TEXTO DE LECTURA →
Pero, por supuesto, cualquier contradicción en un dogma definido es incompatible con el magisterio infalible de la Iglesia. Por lo tanto, cualquier implicación de que el Vaticano II haya derogado de alguna manera las exposiciones dogmáticas de concilios anteriores pone en duda la institución divina y la garantía perpetua de la fe católica. Además, el Concilio Vaticano II no hizo definiciones dogmáticas: su propósito era de naturaleza estrictamente pastoral. Y el Vaticano II declaró expressis verbisla continuidad del “espíritu” de sus declaraciones con el de los concilios anteriores. El Santo Padre dio una respuesta clara a quienes desean tratar el Vaticano II como una especie de comienzo de la auténtica revelación cristiana, como una nueva norma con la que deben medirse las enseñanzas de los Concilios anteriores: “Las enseñanzas del Concilio no constituyen un sistema completo y orgánico de doctrina católica. La doctrina es mucho más extensa, como todos saben, y no es cuestionada por el Concilio ni modificada sustancialmente” (Discurso del Papa Pablo VI, 12 de enero de 1966).

LÍNEAS DE DATOS →
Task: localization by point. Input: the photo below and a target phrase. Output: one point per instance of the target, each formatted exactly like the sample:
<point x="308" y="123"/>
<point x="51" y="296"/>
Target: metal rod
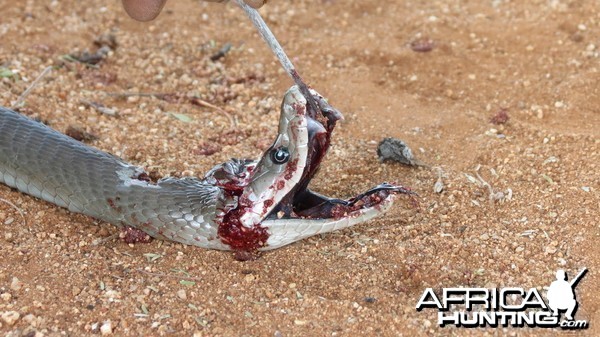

OBJETIVO → Escribe de nuevo, sin ningún cambio, todo el texto sobre el Concilio Vaticano II. Las líneas proceden de una fuente distinta.

SALIDA COMPLETA →
Pero, por supuesto, cualquier contradicción en un dogma definido es incompatible con el magisterio infalible de la Iglesia. Por lo tanto, cualquier implicación de que el Vaticano II haya derogado de alguna manera las exposiciones dogmáticas de concilios anteriores pone en duda la institución divina y la garantía perpetua de la fe católica. Además, el Concilio Vaticano II no hizo definiciones dogmáticas: su propósito era de naturaleza estrictamente pastoral. Y el Vaticano II declaró expressis verbisla continuidad del “espíritu” de sus declaraciones con el de los concilios anteriores. El Santo Padre dio una respuesta clara a quienes desean tratar el Vaticano II como una especie de comienzo de la auténtica revelación cristiana, como una nueva norma con la que deben medirse las enseñanzas de los Concilios anteriores: “Las enseñanzas del Concilio no constituyen un sistema completo y orgánico de doctrina católica. La doctrina es mucho más extensa, como todos saben, y no es cuestionada por el Concilio ni modificada sustancialmente” (Discurso del Papa Pablo VI, 12 de enero de 1966).